Texto citado:
------------------------------------------------------------

As instituições do ensino superior devem ter uma verdadeira autonomia, reger-se por princípios de participação democrática, funcionar em rede com outras instituições nacionais e internacionais e apoiar o desenvolvimento social, económico, ambiental e cultural das regiões em que se localizam. Em paralelo, é fundamental criar condições para que mais cidadãs e cidadãos frequentem e concluam com sucesso estudos superiores, independentemente da sua localização, condição socioeconómica e etapa de vida. Aproveitar a difusão da língua portuguesa – hoje a 6ª mais falada no mundo – é um vetor estratégico para a internacionalização das instituições de ensino superior portuguesas e uma condição para a disseminação da própria língua.
A candidatura cidadã “LIVRE/Tempo de Avançar” defende:
a) Promover a articulação entre instituições. Queremos apoiar a formação de consórcios e fomentar a colaboração entre Instituições de Ensino Superior (IES) com vista à otimização de recursos e processos de gestão e a providenciar formações diversas e multidisciplinares, com diferentes valências científicas e pedagógicas. Apoiar a criação de cursos e conteúdos avançados para as plataformas eletrónicas (e-learning e blended-learning) para incrementar o acesso livre à educação superior, promovendo a formação ao longo da vida.
b) Democratizar a gestão das instituições do ensino superior. Pretendemos avaliar a experiência de governo resultante do atual regime jurídico das IES e reintroduzir um órgão académico representativo dos corpos das IES com funções deliberativas, recuperando a dinâmica de debate democrático e reflexão crítica no seio das instituições. Devem ser introduzidos mecanismos de promoção da diversidade social, política e cultural das personalidades externas que compõem o Conselho Geral. O princípio da paridade de género na composição de listas candidatas aos órgãos colegiais de governo deve ser adotado, de acordo com a lei geral (mínimo de 1/3 do género menos representado). O regime de autonomia na gestão de recursos previstos para as IES fundacionais deve ser efetivamente aplicado e alargado a todas as IES.

------------------------------------------------------------

Registos guardados:

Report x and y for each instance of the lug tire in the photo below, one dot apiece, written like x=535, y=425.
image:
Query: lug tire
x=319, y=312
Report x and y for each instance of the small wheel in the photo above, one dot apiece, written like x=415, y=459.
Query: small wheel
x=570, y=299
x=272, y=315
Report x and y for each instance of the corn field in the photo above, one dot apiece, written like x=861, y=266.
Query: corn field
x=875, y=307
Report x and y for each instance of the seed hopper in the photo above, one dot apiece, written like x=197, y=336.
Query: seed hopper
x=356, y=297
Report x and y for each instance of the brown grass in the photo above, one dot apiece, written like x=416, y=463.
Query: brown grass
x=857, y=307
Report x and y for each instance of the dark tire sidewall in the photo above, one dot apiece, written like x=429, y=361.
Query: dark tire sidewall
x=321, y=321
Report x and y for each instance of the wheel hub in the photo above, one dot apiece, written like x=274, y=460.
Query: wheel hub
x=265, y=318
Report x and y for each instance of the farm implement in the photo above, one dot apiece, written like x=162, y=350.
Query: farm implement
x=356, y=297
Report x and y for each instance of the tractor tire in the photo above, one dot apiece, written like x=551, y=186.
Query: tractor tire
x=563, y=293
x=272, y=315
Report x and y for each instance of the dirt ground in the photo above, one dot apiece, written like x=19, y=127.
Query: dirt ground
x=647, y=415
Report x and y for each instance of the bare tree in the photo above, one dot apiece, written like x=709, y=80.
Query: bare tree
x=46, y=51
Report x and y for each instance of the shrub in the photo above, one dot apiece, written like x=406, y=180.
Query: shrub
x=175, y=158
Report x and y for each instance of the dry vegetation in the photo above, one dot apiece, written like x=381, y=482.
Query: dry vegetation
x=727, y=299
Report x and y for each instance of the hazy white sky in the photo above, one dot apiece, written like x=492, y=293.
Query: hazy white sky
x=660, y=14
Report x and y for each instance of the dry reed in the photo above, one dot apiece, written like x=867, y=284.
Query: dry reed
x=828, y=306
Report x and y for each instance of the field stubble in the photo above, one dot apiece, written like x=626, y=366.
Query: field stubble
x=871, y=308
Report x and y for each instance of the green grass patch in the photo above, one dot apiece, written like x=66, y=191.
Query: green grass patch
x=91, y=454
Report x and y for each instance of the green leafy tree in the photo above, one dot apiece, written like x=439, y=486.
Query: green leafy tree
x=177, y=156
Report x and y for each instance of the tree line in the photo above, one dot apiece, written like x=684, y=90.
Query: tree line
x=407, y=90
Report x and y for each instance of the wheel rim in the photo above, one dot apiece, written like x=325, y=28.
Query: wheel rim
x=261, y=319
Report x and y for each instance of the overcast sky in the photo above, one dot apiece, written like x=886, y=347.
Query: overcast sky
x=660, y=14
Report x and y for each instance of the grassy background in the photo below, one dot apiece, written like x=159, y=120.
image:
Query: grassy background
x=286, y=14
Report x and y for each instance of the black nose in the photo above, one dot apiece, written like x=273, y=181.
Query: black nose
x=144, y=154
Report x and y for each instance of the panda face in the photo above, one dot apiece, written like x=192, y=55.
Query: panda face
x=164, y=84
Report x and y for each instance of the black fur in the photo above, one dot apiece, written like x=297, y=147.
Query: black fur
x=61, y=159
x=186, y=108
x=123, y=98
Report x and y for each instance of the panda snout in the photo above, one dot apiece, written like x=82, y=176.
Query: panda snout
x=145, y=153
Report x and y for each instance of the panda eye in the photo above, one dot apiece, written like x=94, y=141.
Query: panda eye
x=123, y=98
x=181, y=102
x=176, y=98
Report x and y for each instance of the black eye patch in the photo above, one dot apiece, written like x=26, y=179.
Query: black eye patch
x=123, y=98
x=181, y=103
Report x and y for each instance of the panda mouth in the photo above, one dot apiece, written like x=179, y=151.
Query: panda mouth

------------------------------------------------------------

Pedidos:
a) Responde a estas perguntas sobre o texto sobre o ensino superior:
(i) Que posição ocupa a língua portuguesa entre as línguas mais faladas no mundo?
(ii) Que mínimo do género menos representado se indica para as listas candidatas aos órgãos colegiais de governo?
(iii) Que candidatura defende as propostas apresentadas?
b) Extrai das linhas as que vão desde a que contém "Report x and y for each instance of the black eye" até ao fim das linhas, ambas as extremidades incluídas, e copia-as sem qualquer alteração.
O texto sobre o ensino superior e as linhas não têm qualquer relação entre si.

Resoluções:
a)
(i) É a 6ª mais falada no mundo.
(ii) Um mínimo de 1/3.
(iii) A candidatura cidadã "LIVRE/Tempo de Avançar".

b)
Report x and y for each instance of the black eye patch in the photo above, one dot apiece, written like x=26, y=179.
Query: black eye patch
x=123, y=98
x=181, y=103
Report x and y for each instance of the panda mouth in the photo above, one dot apiece, written like x=179, y=151.
Query: panda mouth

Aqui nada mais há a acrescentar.